What to produce
Translate into Spanish this sentence from the news report on the Raikes Lane incinerator: "No action was taken against GM Waste following the breach."

FIGURES showing the Raikes Lane incinerator was spewing out emissions nearly three times its authorised limit were kept secret for 15 months.

The Government's Environment Agency ordered monitoring to be carried out at the waste burner in January 1996 before it was closed down late last year.

But the results, which showed a massive breach of its authorisation limit on emissions, were not supplied to the Agency until January 1997.

It took a further three months before the figures were put on the public register. No action was taken against GM Waste following the breach.

Now environment watchdogs Friends of the Earth are demanding to know why there was such a long delay and have questioned the reliability of the agency.

The figures differed widely with monitoring carried out by GM Waste which showed that emissions were within authorisation limits.

The revelations follow Bolton Council's decision to give the go-ahead to GM Waste to re-open the incinerator and turn it into an energy-from-waste burner which will generate electricity for 7,000 homes.

GM Waste has pledged that state-of-the-art technology installed in the burner will reduce emissions which will be monitored extensively.

But Bolton Friends of the Earth campaigner Dennis Watson said the Environment Agency data casts doubt on GM Waste's ability to monitor its incinerator effectively and deliver a clean environment to the people of Bolton.

Mr Watson said: "When councillors passed this plan they felt safe in trusting the Environment Agency and Greater Manchester Waste to monitor the emissions and were assured that emissions would be within safe limits. They can't both be right.

Data records
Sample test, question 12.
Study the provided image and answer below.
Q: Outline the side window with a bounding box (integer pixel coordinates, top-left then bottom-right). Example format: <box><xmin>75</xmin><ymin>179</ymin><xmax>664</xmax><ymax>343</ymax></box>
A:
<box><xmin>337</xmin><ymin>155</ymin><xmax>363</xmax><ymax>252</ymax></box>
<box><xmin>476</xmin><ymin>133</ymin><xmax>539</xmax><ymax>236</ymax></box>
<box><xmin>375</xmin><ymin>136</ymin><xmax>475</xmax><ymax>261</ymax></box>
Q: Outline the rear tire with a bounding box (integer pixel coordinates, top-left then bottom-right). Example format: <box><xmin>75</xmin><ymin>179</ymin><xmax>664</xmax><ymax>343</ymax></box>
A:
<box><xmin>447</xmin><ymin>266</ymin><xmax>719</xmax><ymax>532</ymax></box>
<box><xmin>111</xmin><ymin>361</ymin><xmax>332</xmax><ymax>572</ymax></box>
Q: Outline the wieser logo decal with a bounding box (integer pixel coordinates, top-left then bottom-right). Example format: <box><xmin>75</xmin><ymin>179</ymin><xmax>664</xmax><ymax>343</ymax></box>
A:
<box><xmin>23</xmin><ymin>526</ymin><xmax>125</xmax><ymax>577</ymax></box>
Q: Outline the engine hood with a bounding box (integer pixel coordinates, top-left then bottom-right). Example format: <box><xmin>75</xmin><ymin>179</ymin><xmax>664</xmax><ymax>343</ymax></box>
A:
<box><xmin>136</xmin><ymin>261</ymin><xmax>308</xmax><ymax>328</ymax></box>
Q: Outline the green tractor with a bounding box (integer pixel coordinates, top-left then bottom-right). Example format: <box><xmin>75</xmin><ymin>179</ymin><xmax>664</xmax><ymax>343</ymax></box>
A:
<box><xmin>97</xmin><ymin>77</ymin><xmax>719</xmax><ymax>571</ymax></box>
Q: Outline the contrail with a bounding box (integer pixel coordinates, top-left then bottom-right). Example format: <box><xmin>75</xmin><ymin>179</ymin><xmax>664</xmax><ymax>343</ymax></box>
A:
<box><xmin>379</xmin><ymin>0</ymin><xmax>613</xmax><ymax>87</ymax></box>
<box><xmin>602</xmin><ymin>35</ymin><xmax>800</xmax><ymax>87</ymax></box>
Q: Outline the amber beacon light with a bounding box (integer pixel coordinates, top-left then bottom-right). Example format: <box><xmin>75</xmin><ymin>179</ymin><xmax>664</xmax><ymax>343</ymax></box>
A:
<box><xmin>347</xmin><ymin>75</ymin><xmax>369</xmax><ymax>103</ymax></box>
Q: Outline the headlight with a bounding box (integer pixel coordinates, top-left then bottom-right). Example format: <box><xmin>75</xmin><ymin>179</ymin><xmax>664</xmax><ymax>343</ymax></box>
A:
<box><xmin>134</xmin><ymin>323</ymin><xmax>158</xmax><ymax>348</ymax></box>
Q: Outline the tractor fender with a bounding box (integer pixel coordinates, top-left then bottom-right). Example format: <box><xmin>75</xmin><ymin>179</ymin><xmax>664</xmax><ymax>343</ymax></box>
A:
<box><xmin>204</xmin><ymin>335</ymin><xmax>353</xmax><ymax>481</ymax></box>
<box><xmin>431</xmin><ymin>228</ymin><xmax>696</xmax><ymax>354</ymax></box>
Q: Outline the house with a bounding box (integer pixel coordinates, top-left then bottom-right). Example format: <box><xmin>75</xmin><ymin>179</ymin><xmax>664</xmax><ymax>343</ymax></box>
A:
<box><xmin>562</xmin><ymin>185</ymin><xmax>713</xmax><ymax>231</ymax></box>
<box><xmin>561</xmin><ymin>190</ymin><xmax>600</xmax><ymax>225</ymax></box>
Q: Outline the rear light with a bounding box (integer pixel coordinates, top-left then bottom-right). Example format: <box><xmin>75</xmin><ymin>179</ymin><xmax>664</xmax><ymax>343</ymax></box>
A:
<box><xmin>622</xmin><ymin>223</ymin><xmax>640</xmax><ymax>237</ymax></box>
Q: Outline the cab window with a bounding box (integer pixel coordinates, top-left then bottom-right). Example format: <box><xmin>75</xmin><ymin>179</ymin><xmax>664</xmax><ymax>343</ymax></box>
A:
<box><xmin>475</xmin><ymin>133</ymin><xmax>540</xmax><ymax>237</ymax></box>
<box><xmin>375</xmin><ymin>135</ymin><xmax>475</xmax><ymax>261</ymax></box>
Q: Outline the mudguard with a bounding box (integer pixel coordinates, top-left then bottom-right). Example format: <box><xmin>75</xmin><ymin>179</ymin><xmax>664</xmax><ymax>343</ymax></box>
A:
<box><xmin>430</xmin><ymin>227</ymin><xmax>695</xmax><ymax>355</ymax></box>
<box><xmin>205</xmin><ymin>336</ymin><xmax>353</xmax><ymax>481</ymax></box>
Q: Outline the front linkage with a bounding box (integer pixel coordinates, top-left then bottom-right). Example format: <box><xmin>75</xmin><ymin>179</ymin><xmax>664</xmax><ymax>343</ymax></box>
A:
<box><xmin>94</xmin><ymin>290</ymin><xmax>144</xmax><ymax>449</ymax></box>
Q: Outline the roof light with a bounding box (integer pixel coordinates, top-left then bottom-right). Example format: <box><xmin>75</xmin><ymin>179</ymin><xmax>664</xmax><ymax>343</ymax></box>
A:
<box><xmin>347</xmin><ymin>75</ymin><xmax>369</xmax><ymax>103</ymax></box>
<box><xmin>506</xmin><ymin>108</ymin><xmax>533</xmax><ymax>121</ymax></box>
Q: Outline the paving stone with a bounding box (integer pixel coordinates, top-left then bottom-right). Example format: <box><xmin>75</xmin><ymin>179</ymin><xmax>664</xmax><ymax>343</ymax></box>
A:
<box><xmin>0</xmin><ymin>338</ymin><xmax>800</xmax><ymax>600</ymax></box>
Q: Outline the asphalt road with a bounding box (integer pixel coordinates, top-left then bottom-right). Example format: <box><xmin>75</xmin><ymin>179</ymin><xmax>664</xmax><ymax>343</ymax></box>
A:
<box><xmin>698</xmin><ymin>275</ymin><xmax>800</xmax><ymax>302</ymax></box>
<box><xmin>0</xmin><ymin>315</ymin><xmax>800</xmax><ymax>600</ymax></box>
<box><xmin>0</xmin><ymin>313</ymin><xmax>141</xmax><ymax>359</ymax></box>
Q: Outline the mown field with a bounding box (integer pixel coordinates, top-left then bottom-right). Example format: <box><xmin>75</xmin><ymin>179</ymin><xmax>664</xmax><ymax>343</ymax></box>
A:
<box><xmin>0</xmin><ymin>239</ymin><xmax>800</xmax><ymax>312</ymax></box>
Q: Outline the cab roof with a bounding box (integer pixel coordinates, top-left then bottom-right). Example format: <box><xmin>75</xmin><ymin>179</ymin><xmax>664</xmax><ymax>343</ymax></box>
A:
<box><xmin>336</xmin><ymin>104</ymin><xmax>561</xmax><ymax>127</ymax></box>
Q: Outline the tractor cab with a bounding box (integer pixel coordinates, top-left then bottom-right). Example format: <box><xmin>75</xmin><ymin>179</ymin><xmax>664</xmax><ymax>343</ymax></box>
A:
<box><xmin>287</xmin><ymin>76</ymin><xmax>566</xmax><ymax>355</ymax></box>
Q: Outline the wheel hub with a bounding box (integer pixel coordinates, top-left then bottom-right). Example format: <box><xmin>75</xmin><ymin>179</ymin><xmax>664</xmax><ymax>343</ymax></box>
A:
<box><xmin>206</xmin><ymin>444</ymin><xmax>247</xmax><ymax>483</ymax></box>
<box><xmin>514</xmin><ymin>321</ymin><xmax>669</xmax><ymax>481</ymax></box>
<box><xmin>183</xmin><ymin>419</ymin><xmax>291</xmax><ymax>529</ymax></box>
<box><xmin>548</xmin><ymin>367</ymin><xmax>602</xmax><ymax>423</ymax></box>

Completed task
No se tomó ninguna medida contra GM Waste tras el incumplimiento.